Document:
In this blog post I am going to look Azure Load Testing, using it to test how much my web application can take before it breaks.
I am currently hosting my Flask (Python) web application within Microsoft Azure. Orignally I tried to go with the cheapest compute option I could find as this project is just to show off the work (i.e. it is not a production system), so I fired up a Standard_B1s (1 VCPU, 1 GiB Memory, 4 GiB Temp Storage). At first it seemed like it was running Ubuntu, Nginx and my Python coding with no major issues. However, after a few manual tests the site would return time outs or act very sluggish.
On investigation the 1 GiB of memory was struggling (hitting close to 100% usuage and then the site timing out), so I decided to scale vertically (more on this later) and upgraded the compute size to a Standard_B1ms (1 VCPU, 2 GiB Memory, 4 GiB Temp Storage). Manually testing showed that memory usage was now leaving between 1.1 GiB and 1.2 GiB memory free most of the time. With the site up and running stably I wondered, what would it take to make the site unresponsive / fail again?
Microsoft Azure currently offers Azure Load Testing in preview. Azure Load Testing creates a new resource in Azure with the options of a quick test (which I will use in this post) and of creating a JMeter script.
The Quick test option asks for a Test URL (i.e. the URL you want to load test), the number of virtual users to test the URL with, how long the test should last (in seconds) and the time to ramp up (in seconds, i.e. how long until all the virtual users are active). Once the variables have been entered Azure will flag how many Virtual User Hours (VUH) the test will consume. This is worth noting as Azure Load Testing pricing varies depending on VUH usage per month, https://azure.microsoft.com/en-gb/pricing/details/load-testing/ .

Goals:
A - Quote the passage from the Azure Load Testing post exactly, starting at "On investigation the" and ending at "unresponsive / fail again?".
B - Continue the post on load testing the Flask application in Azure from the point where it stops.

Dataset content:
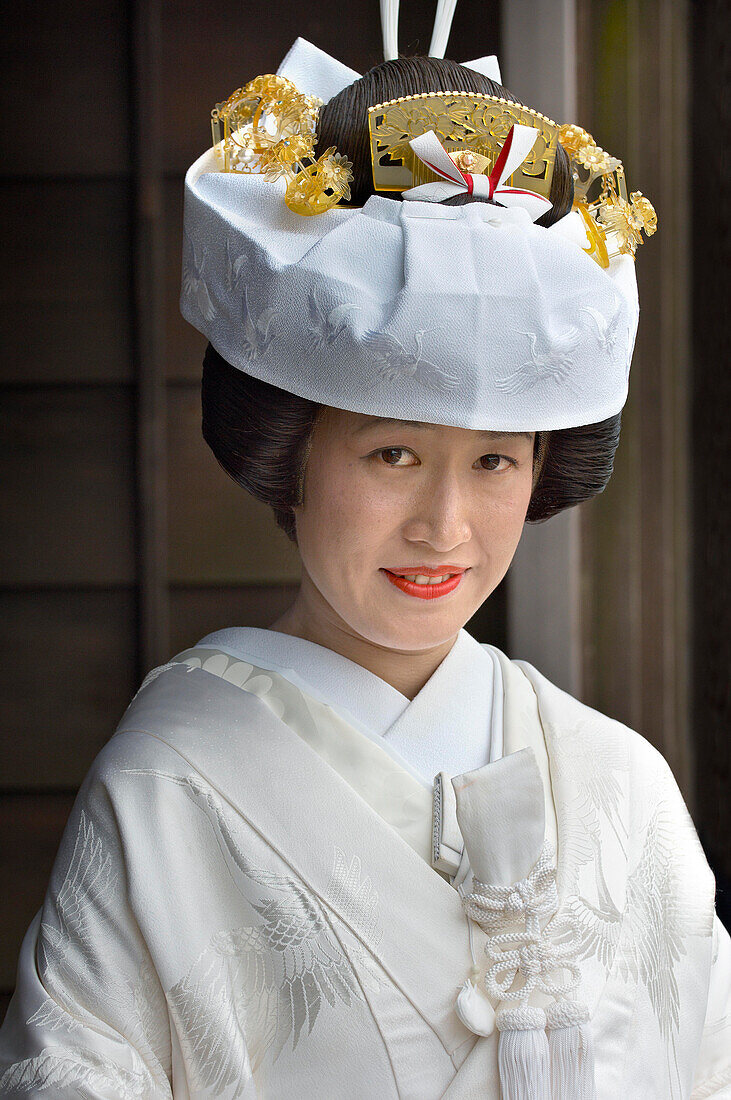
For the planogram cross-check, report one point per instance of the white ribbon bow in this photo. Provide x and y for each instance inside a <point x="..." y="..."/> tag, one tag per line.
<point x="518" y="144"/>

Answers to the exercises:
A -
On investigation the 1 GiB of memory was struggling (hitting close to 100% usuage and then the site timing out), so I decided to scale vertically (more on this later) and upgraded the compute size to a Standard_B1ms (1 VCPU, 2 GiB Memory, 4 GiB Temp Storage). Manually testing showed that memory usage was now leaving between 1.1 GiB and 1.2 GiB memory free most of the time. With the site up and running stably I wondered, what would it take to make the site unresponsive / fail again?

B -
I put in the details for my web application and targeted it with 8 virtual users for 360 seconds (6 minutes). I looked at the monitoring for my Azure compute before, during and after the test so that I could see what the load test did to the compute stats.
CPU usage was low before the test (very much below 10%), during the test it spiked up to around the 100% range and stayed there until after the test. Memory usage stayed dipped a little but not by much, and disk operations / network usage spiked.
The site stayed up / responsive (no errors) although the response times took a hit as they started out around 20 ms, got up to around 90 ms and averaged 77 ms.
The JMeter Script option allows for a JMeter script to be uploaded, and for metrics / thresholds to be set so that response times, latency and errors can be more accurately checked.
You may be wondering why use a Load Tester. Well, for my web application it was simply to test if it continues working under a little load (as it is for my degree apprenticeship and an erroring URL would not look good) however it is more important for a production (live) site. Imagine launching the next big web application, all looks good but every so often users report slowness or, worse, outtages. Testing the load limits helps to understand when a web site / web application may start to struggle, and when it will finally fail.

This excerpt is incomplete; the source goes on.